Objective:
Write out all of the entries below word for word, leaving the pictures out of your copy.

[BEGIN Listed entries]

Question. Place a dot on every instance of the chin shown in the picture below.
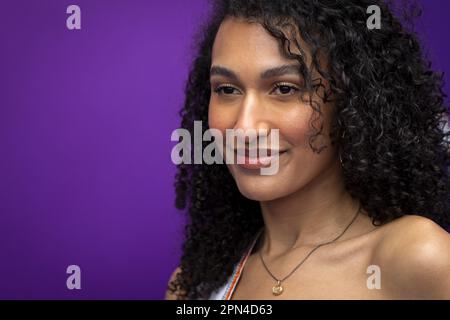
(261, 188)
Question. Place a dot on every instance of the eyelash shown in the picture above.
(219, 89)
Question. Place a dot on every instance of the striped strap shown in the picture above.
(238, 270)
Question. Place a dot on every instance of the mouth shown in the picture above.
(257, 158)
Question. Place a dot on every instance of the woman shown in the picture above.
(359, 206)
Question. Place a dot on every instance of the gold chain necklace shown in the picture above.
(278, 289)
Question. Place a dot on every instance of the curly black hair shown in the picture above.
(388, 124)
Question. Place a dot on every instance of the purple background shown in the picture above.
(85, 123)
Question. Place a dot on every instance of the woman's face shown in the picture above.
(254, 87)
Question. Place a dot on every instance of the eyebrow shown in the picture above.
(269, 73)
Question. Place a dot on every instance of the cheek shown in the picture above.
(294, 127)
(219, 119)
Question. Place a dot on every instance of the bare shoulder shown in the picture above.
(170, 295)
(414, 257)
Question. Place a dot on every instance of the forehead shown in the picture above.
(239, 42)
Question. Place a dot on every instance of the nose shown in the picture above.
(253, 116)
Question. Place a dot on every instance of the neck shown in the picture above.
(316, 213)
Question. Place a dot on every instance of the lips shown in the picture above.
(256, 158)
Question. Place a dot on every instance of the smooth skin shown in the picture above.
(306, 203)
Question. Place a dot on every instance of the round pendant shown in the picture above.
(277, 289)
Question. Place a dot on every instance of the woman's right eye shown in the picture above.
(226, 90)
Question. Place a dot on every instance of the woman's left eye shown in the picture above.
(285, 89)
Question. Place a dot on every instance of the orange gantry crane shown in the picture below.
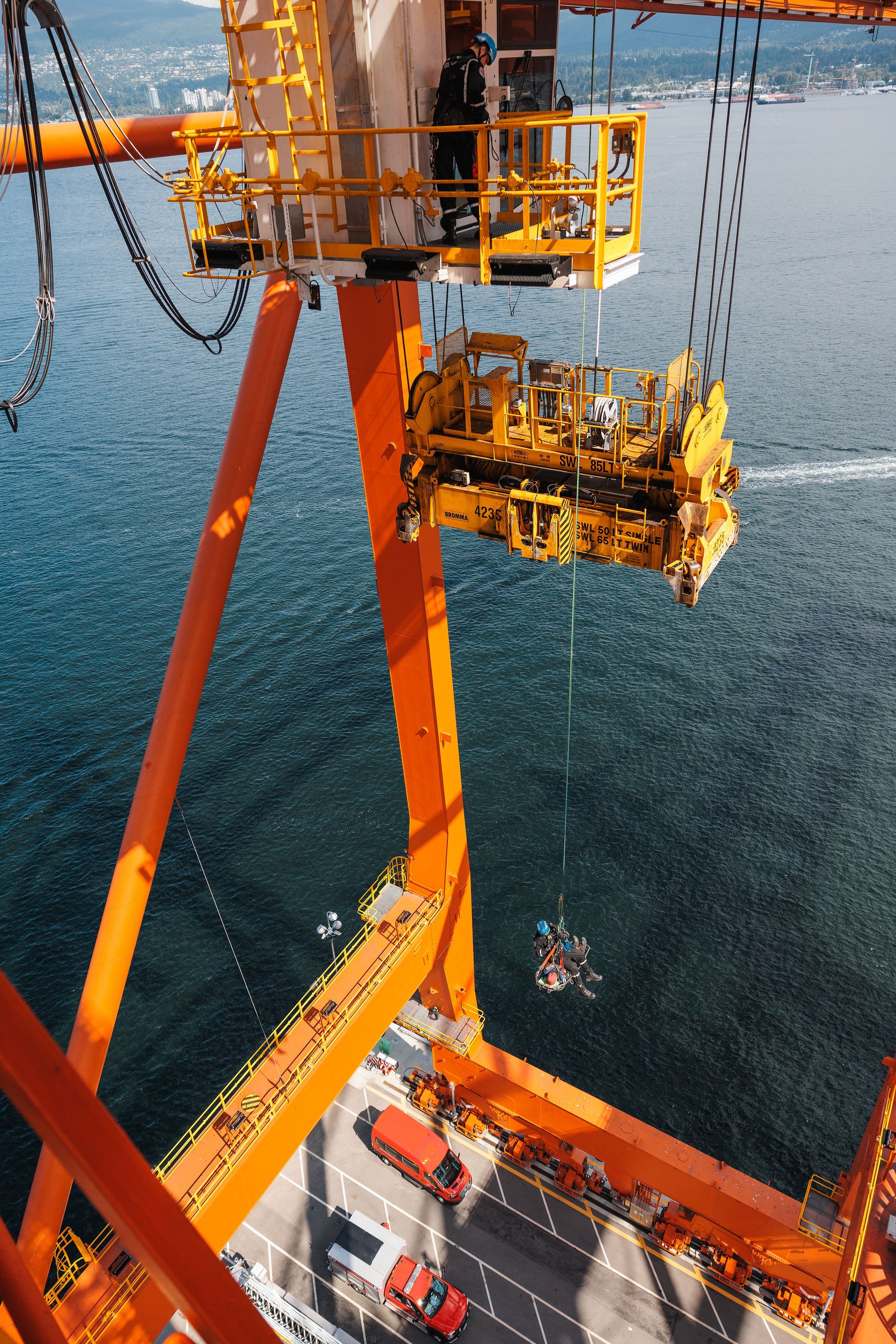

[END Listed entries]

Complete answer:
Question. Place a dot on every instance of the chin shown in the picture below.
(261, 188)
Question. Place a dot on every instance of the eyelash shown in the picture above.
(219, 89)
Question. Place a dot on every instance of the striped strap shown in the picture above.
(238, 270)
Question. Place a dot on every instance of the mouth shown in the picture above.
(257, 158)
Question. Place a dot on every instance of the woman shown in the picture above.
(359, 206)
Question. Place a dot on every instance of the gold chain necklace shown in the picture above.
(278, 289)
Question. Place a dot on every instance of the curly black hair shown in the picture above.
(388, 124)
Question. Place a dot on every instance of the purple background shown in the picture above.
(85, 123)
Question. Place a dot on every instance of the woman's face shown in the picture above.
(254, 87)
Question. Place a dot on every instance of the eyebrow shown in the picture above.
(269, 73)
Question. Place a dot on every instance of the cheek shown in the picture above.
(294, 127)
(219, 119)
Question. Place a dot on every instance of the bare shoulder shown in the picture above.
(170, 295)
(414, 257)
Question. Place a dot on every instance of the forehead shown in the picture above.
(239, 42)
Question. Place a dot on every instance of the nose shown in the picture above.
(253, 116)
Question. Place a dot on every instance of the neck shown in the picture above.
(316, 213)
Question. Place a dot on every instance of the lips shown in the picture above.
(256, 158)
Question. Place a dot on every instance of the smooth skin shown in the picture above.
(306, 203)
Question. Place a dot on every instance of the round pendant shown in the picture above.
(277, 289)
Question. Place a dot on every instance of the woman's right eye shown in the picture above.
(226, 90)
Question. Place a dot on every instance of the woman's left eye shown in the picture above.
(285, 89)
Question. Place a dot on every instance of the orange gantry crane shown in the picture below.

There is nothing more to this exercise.